*** Text excerpt ***

As summer is winding down, we'd like to use this newsletter as a chance to provide you with immigration news updates, as well as information on topics that you may have heard about or read about in the media but which are not regularly encountered in your own employment-based immigration matters.

 

DOMA and immigration law

 

While same-sex marriage has been legal in Massachusetts since 2003, the Defense of Marriage Act (DOMA) defines marriage for all federal purposes as a legal union between one man and one woman.  This law, passed by Congress in 1996, effectively bars any immigration benefit that is based on a marriage between two people of the same sex.  DOMA has caused many problems for U.S. Citizens who wish to sponsor their same-sex foreign national spouses for permanent residence, and for same-sex spouses of foreign nationals on nonimmigrant visas.*  However, recent announcements by the DOJ and DHS indicate that changes to the way DOMA is enforced may be on the way.

 

In February 2011, U.S. Attorney General Eric Holder notified Congress that President Obama had determined that DOMA is unconstitutional, and therefore the DOJ would not defend the law in court.  This announcement was a major move towards dismantling DOMA; however, the question of whether the law is constitutional will eventually need to be decided by the courts.  Following the Attorney General's announcement, USCIS reported that it would hold in abeyance any same-sex marriage-based immigration cases until it received guidance about the legal questions surrounding DOMA - a report that was greeted by many with optimism that the deportation of same-sex spouses of U.S. citizens would be halted and that it signaled a broader move away from the strict enforcement of DOMA.  Unfortunately, USCIS immediately reversed course and announced that no cases were on hold.  In the aftermath of the Attorney General's announcement and USCIS's confusing reversal, there have been a few positive signs of progress from the U.S. Immigration Courts. U.S. Immigration Judges have cancelled or put on hold the deportation of a foreign national with a U.S. Citizen same-sex spouse in at least two cases. In a separate measure, earlier this month, DHS announced that the Department intends to exercise prosecutorial discretion in "low-priority" removal cases, e.g. for those foreign nationals who do not have criminal records and have U.S. Citizen immediate relatives (see more information about this in the next section). Prosecutorial discretion may serve as a mechanism to prevent the deportation of foreign nationals with same-sex U.S. Citizen spouses who are already in removal proceedings, but this is not likely to impact the vast majority of bi-national, same-sex couples.

*** Dataset extract ***

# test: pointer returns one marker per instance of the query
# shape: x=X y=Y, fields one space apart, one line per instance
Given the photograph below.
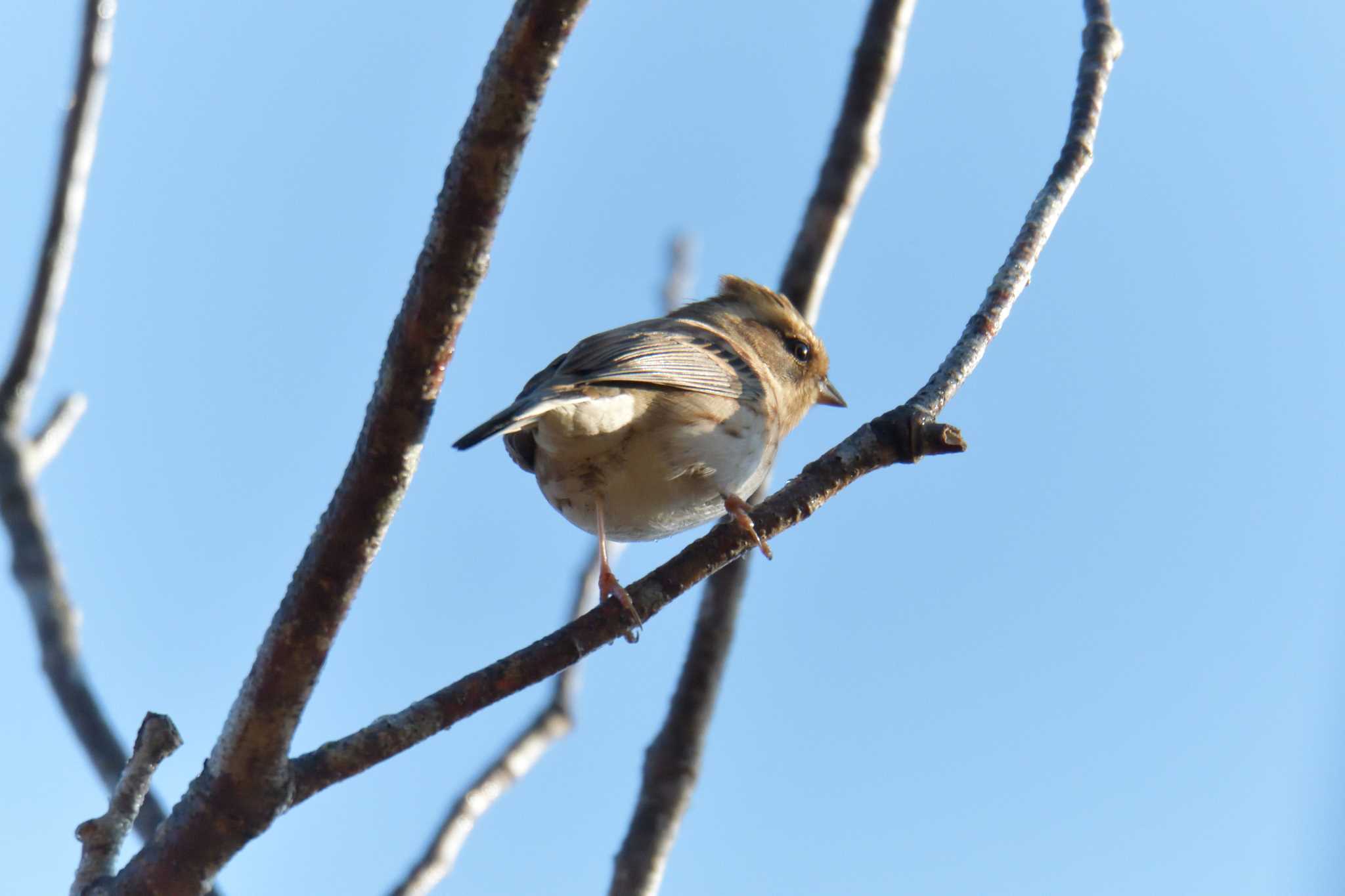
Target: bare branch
x=852 y=156
x=101 y=837
x=246 y=781
x=1102 y=47
x=673 y=761
x=35 y=566
x=55 y=618
x=552 y=723
x=58 y=246
x=902 y=436
x=54 y=433
x=677 y=285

***

Instructions:
[a] Write out everything in the immigration newsletter from "As summer is" down to "employment-based immigration matters.".
[b] Write the next part of the immigration newsletter, picking up right after its last sentence.

Solved problems:
[a]
As summer is winding down, we'd like to use this newsletter as a chance to provide you with immigration news updates, as well as information on topics that you may have heard about or read about in the media but which are not regularly encountered in your own employment-based immigration matters.

[b]
 

* Please note that there is a legal pathway for same-sex partners and spouses of some nonimmigrant visa holders to accompany their partners to the U.S., although it is not an adequate long-term solution. Various "household members" of nonimmigrant workers who are not eligible for dependent status (i.e. H-4, L-2) can apply for B-2 visas and can ask USCIS for a one-year stay at the time of admission. If needed, the household member can apply for extensions of status in six-month increments, for the duration of the principal's status in the United States. While this route is far less convenient than H-4 or L-2 visa status which may be granted for the duration of the principal's status, it is an available and effective option for a same-sex partner of a nonimmigrant worker.

I-9 Updates

 

I-9 Central

As noted in our last newsletter, in May 2011, USCIS launched I-9 Central, an online, one-stop source for information, guidance and instruction on the use of Form I-9. I-9 Central includes sections about employer and employee rights and responsibilities, instructions for completing and correcting Form I-9, information on acceptable Form I-9 documents, and retention and storage of Form I-9. It also includes a "What's New" section and a customer support section with questions and answers.

 

Updated I-9 Handbook

Additionally, USCIS has once again revised the M-274, Handbook for Employers (Rev. 06/01/11). The revised Handbook includes a reference to the new I-9 Central website, as well as corrections to the previous version, additional guidance on a number of I-9 topics, and additional information and document examples in Parts 7 and 8.

 

ICE fines New England Companies Hiring Unlawful Employees

 

On July 21, 2011, ICE announced fines against 14 New England companies for violations relating to employment of unlawful workers following an investigation and audit of Form I-9 documents by ICE's Homeland Security Investigations as part of ICE's worksite enforcement strategy, launched in 2009. Since 2009, ICE has conducted Form I-9 inspections against nearly 4,000 U.S. businesses and has imposed fines of nearly $7 million.

 

H-1B Updates

  

FY2012 H-1B Cap Usage

As of August 12, 2011, USCIS reports receiving approximately 25,300 H-1B cap-subject petitions ("regular" cap) and 14,700 H-1B petitions for aliens with advanced degrees from U.S. institutions ("Masters" cap). This is about 2,000 fewer petitions than USCIS had received at the same time last year. As a reminder, there are 65,000 regular cap numbers available every fiscal year and 20,000 additional numbers for the Masters cap.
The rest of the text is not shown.